● **Problem requirements**
Could you write out all the records once more, exactly?

● **Supplied records**

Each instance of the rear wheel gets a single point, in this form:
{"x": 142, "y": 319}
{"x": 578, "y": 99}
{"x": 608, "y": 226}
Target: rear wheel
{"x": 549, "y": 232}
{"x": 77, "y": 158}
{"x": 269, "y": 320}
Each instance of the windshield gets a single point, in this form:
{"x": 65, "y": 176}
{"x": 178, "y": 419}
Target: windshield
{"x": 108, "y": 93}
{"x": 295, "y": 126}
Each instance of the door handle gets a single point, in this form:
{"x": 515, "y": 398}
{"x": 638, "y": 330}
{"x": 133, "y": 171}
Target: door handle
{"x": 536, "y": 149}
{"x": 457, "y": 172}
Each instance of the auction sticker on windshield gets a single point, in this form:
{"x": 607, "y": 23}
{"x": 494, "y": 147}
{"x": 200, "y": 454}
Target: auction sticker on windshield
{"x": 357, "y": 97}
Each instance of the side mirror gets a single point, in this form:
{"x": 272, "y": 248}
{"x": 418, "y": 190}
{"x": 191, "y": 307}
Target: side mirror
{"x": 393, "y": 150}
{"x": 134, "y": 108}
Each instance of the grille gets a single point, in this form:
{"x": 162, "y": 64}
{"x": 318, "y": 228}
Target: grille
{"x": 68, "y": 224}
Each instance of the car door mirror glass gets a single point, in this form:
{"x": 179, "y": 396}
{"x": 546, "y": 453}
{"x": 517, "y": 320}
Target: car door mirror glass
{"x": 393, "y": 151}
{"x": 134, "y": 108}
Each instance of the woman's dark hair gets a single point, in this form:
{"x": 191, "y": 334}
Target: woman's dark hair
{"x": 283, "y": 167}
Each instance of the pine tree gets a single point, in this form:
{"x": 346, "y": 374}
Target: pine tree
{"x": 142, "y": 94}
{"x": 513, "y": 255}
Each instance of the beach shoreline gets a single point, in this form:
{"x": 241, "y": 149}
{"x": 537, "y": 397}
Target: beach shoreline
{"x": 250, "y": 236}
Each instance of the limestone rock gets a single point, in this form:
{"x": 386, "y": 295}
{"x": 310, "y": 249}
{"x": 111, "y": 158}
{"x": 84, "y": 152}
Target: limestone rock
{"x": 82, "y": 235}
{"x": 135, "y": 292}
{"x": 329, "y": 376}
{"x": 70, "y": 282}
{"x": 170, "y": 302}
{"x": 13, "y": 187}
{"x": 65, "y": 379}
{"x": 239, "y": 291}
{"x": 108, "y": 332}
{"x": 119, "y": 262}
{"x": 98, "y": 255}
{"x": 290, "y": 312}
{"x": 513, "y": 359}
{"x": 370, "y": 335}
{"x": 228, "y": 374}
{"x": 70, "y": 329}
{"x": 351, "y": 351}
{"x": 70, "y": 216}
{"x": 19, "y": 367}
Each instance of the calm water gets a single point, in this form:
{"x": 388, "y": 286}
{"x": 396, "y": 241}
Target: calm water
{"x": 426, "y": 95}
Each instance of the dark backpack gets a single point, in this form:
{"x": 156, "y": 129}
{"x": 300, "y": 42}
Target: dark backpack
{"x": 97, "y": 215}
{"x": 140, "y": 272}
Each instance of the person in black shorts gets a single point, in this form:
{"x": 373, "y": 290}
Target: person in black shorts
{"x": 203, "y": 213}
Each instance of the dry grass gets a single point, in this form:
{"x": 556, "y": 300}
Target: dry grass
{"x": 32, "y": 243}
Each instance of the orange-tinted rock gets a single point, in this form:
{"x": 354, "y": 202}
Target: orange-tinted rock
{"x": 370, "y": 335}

● **Solved problem**
Each instance of the rear wheel gets a single point, in this form:
{"x": 142, "y": 319}
{"x": 578, "y": 99}
{"x": 608, "y": 226}
Target: rear wheel
{"x": 549, "y": 232}
{"x": 77, "y": 158}
{"x": 269, "y": 320}
Each instance of the windshield gets a single point, in this form:
{"x": 65, "y": 176}
{"x": 178, "y": 419}
Target: windshield
{"x": 108, "y": 93}
{"x": 295, "y": 126}
Each instance of the door handle gets a single point, in this form:
{"x": 515, "y": 398}
{"x": 638, "y": 330}
{"x": 133, "y": 171}
Target: door handle
{"x": 536, "y": 149}
{"x": 457, "y": 172}
Each instance of the auction sticker on windshield gets a single point, in this form:
{"x": 607, "y": 23}
{"x": 494, "y": 147}
{"x": 200, "y": 454}
Target: auction sticker on windshield
{"x": 357, "y": 97}
Each instance of the side mirror gets a single point, in this form:
{"x": 272, "y": 248}
{"x": 418, "y": 190}
{"x": 191, "y": 307}
Target: side mirror
{"x": 393, "y": 150}
{"x": 134, "y": 108}
Each instance of the grille gets a single point, in this form:
{"x": 162, "y": 64}
{"x": 318, "y": 228}
Target: grille
{"x": 68, "y": 224}
Each instance of the car door mirror glass gets a single point, in this form:
{"x": 179, "y": 396}
{"x": 546, "y": 453}
{"x": 517, "y": 320}
Target: car door mirror glass
{"x": 393, "y": 151}
{"x": 134, "y": 108}
Each instance of the woman's dark hair gets a single point, in this form:
{"x": 191, "y": 334}
Target: woman's dark hair
{"x": 283, "y": 167}
Each instance of the pine tree gets a single point, in this form:
{"x": 346, "y": 374}
Target: pine tree
{"x": 142, "y": 94}
{"x": 513, "y": 255}
Each instance of the beach shoreline gets a single point, in this form:
{"x": 241, "y": 149}
{"x": 537, "y": 397}
Target: beach shoreline
{"x": 250, "y": 236}
Each instance of the limestone rock gets a single point, in this form:
{"x": 386, "y": 295}
{"x": 310, "y": 249}
{"x": 111, "y": 158}
{"x": 84, "y": 152}
Target: limestone rock
{"x": 82, "y": 235}
{"x": 135, "y": 292}
{"x": 329, "y": 376}
{"x": 70, "y": 282}
{"x": 170, "y": 302}
{"x": 13, "y": 187}
{"x": 65, "y": 379}
{"x": 239, "y": 291}
{"x": 108, "y": 332}
{"x": 119, "y": 262}
{"x": 98, "y": 255}
{"x": 290, "y": 312}
{"x": 513, "y": 359}
{"x": 370, "y": 335}
{"x": 228, "y": 374}
{"x": 70, "y": 329}
{"x": 351, "y": 351}
{"x": 70, "y": 216}
{"x": 19, "y": 367}
Each instance of the calm water gets a single point, in this form:
{"x": 388, "y": 286}
{"x": 396, "y": 241}
Target: calm water
{"x": 426, "y": 95}
Each instance of the dark backpack gets a single point, in this form:
{"x": 156, "y": 129}
{"x": 300, "y": 42}
Target: dark backpack
{"x": 97, "y": 215}
{"x": 140, "y": 272}
Each instance of the person in black shorts gets a single point, in this form:
{"x": 373, "y": 290}
Target: person in black shorts
{"x": 203, "y": 213}
Each instance of the dry grass gets a single point, in this form:
{"x": 556, "y": 300}
Target: dry grass
{"x": 32, "y": 243}
Each instance of the orange-tinted rock gets a single point, in this form:
{"x": 354, "y": 202}
Target: orange-tinted rock
{"x": 370, "y": 335}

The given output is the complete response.